• **Given task**: Copy all of the data below word for word, leaving out the pictures.
● ● ● ●
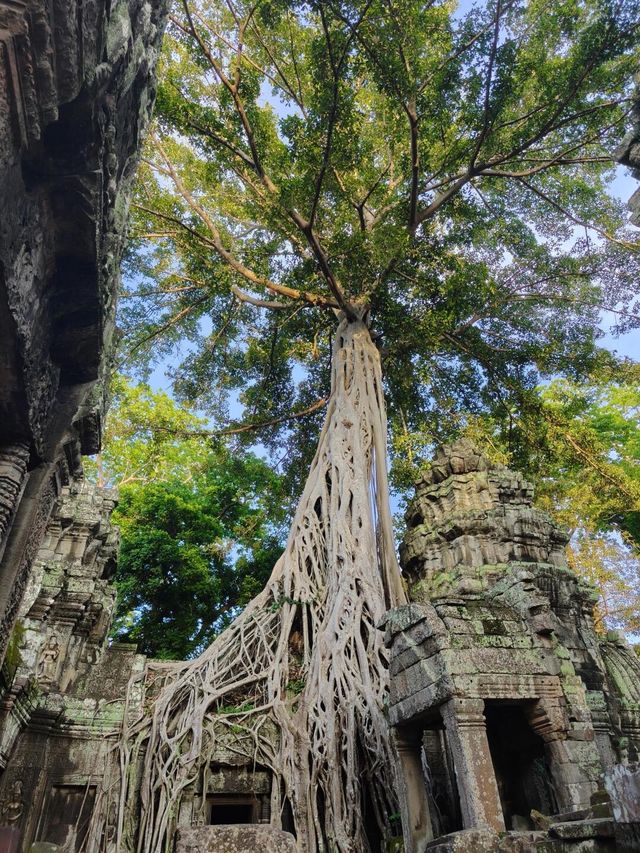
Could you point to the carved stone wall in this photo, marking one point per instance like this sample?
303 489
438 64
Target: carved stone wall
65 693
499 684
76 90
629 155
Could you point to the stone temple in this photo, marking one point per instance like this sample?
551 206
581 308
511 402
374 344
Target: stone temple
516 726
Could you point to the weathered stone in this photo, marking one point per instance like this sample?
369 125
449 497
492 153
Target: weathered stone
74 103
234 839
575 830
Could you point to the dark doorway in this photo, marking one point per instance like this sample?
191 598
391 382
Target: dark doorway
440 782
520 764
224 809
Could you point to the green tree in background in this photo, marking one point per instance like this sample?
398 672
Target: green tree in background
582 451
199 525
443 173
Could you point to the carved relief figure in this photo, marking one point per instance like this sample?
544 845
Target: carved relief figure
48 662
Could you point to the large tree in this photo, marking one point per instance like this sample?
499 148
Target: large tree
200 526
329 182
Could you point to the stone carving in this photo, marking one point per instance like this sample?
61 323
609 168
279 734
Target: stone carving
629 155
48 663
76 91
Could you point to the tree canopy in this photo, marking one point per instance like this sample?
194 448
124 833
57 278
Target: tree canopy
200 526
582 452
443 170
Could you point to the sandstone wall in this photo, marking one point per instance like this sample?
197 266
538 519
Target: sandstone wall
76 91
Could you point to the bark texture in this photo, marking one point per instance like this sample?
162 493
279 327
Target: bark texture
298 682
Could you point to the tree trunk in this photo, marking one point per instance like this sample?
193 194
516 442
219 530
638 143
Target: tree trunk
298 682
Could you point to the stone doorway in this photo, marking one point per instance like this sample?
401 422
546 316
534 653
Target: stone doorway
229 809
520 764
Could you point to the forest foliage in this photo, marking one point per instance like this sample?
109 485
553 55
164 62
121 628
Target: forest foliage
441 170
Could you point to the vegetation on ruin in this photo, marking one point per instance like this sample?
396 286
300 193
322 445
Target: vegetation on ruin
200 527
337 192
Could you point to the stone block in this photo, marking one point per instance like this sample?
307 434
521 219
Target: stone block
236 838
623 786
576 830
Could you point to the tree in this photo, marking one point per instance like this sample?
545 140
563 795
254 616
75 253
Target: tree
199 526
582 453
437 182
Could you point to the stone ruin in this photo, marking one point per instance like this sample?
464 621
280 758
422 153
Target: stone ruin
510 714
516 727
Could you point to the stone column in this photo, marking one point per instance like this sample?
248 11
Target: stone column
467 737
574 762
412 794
● ● ● ●
• **Solution below**:
Could you point to the carved stone wall in this photo, marking one point per instance like this sample?
303 489
438 64
Target: carved stone wall
65 693
499 684
76 90
629 155
Could you point to the stone temple in this photo, marking one point per instance like this sample?
551 206
581 308
511 402
374 344
Target: stone temple
516 726
Could you point to the weathered stone in this photo, marking one point per instance like this sample?
369 125
449 497
492 153
Target: weathered stone
74 103
234 839
575 830
Could you point to the dark doorway in this photo, marking one point per instance like this sample?
191 598
391 382
Target: dark doorway
440 782
520 764
224 809
Could you point to the green tree in background in this photo, marking one point per instance like this sample?
398 672
Target: green tree in background
582 451
199 525
443 173
Could you point to the carved relief figure in this photo, marking one point per instance like this sample?
544 845
Target: carved relief figure
48 662
Could you point to the large tree in this photo, marking one point per instance like this sample?
499 148
Target: large tree
200 526
329 182
Could you point to the stone carving in this photo, marking one point per instance like this sample?
61 323
609 168
279 734
Target: stone carving
629 155
48 663
76 91
Could you point to the tree canopy in this photo, marking one point per instance like this sample?
194 448
124 833
57 278
Target: tree canopy
200 526
582 452
443 170
Could you point to the sandstone wall in this photo, marking one point per instance like this sample?
197 266
538 519
Target: sandstone wall
76 91
Could you point to the bark texture in this photo, marking one point per instance like this sample?
162 493
279 327
Target: bark texture
298 682
Could you point to the tree trunk in this photo, marking one point per instance like this sample?
193 194
516 442
219 530
638 143
Target: tree trunk
298 682
Could you point to the stone doorway in this photo, marking one point per instance like this sample?
401 422
546 316
534 653
Target: stone doorway
229 809
520 764
Could you point to the forest foliage in this photo, marking one point per instance like this sample?
109 485
553 55
164 62
121 628
Target: forest foliage
441 170
Could you point to the vegetation on ruin in this photo, marking one point per instance like this sample?
396 286
300 193
322 445
Target: vegetation on ruin
200 527
337 192
Could you point to the stone block in this photo, marking one point per instance like this sample?
307 434
521 219
Target: stone block
236 838
623 786
576 830
Could you point to the tree in this photo, marking one point per instance like this sample?
545 140
563 795
254 616
75 253
Target: tree
199 526
582 453
437 182
Could you point to the stone ruin in this photo, marking one point per instance like this sample?
464 621
280 758
422 153
Target: stone ruin
510 714
516 727
Could you point to the stone column in this photo, marking one point per instance like this sample?
248 11
Target: stone column
467 737
574 762
412 794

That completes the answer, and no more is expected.